#### Fragmento
"Alcanzó a cerrar otra vez los párpados, aunque ahora sabía que no iba a despertarse, que estaba despierto, que el sueño maravilloso había sido el otro, absurdo como todos los sueños: un sueño en el que había andado por extrañas avenidas de una ciudad asombrosa".
Y al acabar de leer La noche boca arriba de Julio Cortazar, tuve que pararme a pensar, pues así de pronto no sabía que parte del cuento pertenecía al mundo real, y que otra se correspondía con el sueño.
Si la otra noche estuve haciendo croquetas, esta última la he pasado enfangada haciendo arroz con leche. Me levanto cansada. Mis sueños son tan reales que mis manos huelen a canela. Y hablo con mi hija para ver si las palabras me pudieran librar de esta confusión. No quiero verme atrapada por estos dos planos, tan contradictorios como ciertos, por los que ahora parece deslizarse mi vida abocada a la muerte.
Mi única referencia, la prueba más clara de que todavía estoy en este mundo es el reposa brazos de este sillón donde me paso la mayor parte del día. Los toco, los palpo con mis dos manos, como el superviviente de un terremoto que se respinga la cara para saber si es verdad el horrible tsunami que se tragó a un pueblo entero.
El sueño es la terapia contra la adversidad de la vida, o mejor la vida sea la mejor defensa contra las redes telúricas de la araña del sueño. Aunque visto lo visto, tanto sueño como realidad, los dos me dan mucho miedo.
########
#### Datos proporcionados
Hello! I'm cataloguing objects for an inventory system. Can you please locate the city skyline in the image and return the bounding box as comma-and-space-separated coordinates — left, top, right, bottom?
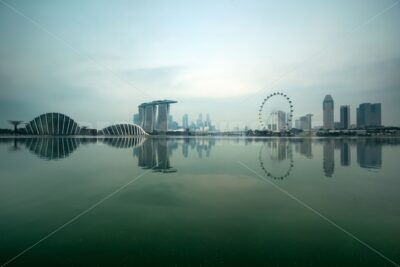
0, 1, 400, 130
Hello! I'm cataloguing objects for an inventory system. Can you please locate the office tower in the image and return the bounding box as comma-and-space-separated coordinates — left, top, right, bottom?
196, 113, 204, 129
357, 139, 382, 169
138, 100, 177, 133
182, 114, 189, 129
294, 121, 300, 129
205, 114, 211, 127
276, 110, 286, 131
340, 142, 350, 166
357, 103, 382, 128
322, 95, 335, 130
133, 113, 140, 125
296, 114, 313, 131
340, 106, 350, 129
323, 140, 335, 177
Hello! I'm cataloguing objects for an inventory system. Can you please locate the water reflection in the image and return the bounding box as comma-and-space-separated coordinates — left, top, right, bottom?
357, 139, 382, 169
99, 137, 146, 148
133, 138, 178, 173
0, 137, 400, 177
293, 138, 313, 158
258, 139, 294, 180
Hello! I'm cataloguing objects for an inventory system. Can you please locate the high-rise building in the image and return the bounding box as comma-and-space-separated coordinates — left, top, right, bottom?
294, 118, 300, 129
357, 139, 382, 169
322, 95, 335, 130
276, 110, 286, 131
340, 106, 350, 129
357, 103, 382, 128
323, 140, 335, 177
182, 114, 189, 129
298, 114, 312, 131
340, 142, 351, 166
196, 113, 204, 129
133, 113, 140, 125
139, 100, 177, 133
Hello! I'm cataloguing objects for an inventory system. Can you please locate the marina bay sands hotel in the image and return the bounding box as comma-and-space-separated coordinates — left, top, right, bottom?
138, 100, 178, 133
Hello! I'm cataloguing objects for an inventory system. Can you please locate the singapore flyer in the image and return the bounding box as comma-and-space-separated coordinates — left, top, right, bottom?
258, 92, 293, 133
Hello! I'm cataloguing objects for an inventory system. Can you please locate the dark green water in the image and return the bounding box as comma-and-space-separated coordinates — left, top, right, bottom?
0, 138, 400, 266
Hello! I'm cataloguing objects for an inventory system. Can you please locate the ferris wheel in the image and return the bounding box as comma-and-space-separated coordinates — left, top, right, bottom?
258, 92, 293, 131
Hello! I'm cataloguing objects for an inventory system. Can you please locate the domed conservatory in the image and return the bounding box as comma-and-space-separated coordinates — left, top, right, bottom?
25, 113, 81, 135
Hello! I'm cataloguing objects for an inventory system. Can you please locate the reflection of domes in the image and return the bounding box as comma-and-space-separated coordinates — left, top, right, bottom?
25, 137, 80, 160
100, 123, 147, 135
25, 113, 80, 135
101, 137, 146, 148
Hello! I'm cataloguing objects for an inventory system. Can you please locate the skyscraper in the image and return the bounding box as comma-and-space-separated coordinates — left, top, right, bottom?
322, 95, 335, 129
182, 114, 189, 129
340, 106, 350, 129
298, 114, 312, 131
357, 103, 382, 128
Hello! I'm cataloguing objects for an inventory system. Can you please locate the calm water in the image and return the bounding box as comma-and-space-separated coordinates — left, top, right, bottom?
0, 138, 400, 266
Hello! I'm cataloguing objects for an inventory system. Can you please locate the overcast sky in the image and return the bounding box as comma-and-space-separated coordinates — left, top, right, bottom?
0, 0, 400, 129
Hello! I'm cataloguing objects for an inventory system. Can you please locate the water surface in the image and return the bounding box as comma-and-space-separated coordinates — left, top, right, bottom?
0, 137, 400, 266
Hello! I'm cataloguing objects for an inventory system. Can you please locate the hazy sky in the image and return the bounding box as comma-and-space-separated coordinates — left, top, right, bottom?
0, 0, 400, 129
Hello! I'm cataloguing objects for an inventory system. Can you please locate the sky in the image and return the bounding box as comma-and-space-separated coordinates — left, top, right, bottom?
0, 0, 400, 130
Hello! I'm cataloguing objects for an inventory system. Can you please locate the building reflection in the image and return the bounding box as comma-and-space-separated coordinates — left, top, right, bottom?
########
Conjunto de tareas:
**A.** Responda estas preguntas sobre el fragmento:
(i) ¿Qué cuento se menciona como lectura recién terminada y quién es su autor?
(ii) ¿Qué plato se preparaba en el sueño de esta última noche?
(iii) ¿Qué se presenta como la prueba más clara de seguir todavía en este mundo?
**B.** Traduzca al inglés esta oración del fragmento: "Mis sueños son tan reales que mis manos huelen a canela."

Respuestas:
**A.**
(i) La noche boca arriba, de Julio Cortazar.
(ii) Arroz con leche.
(iii) El reposa brazos del sillón donde pasa la mayor parte del día.

**B.** My dreams are so real that my hands smell of cinnamon.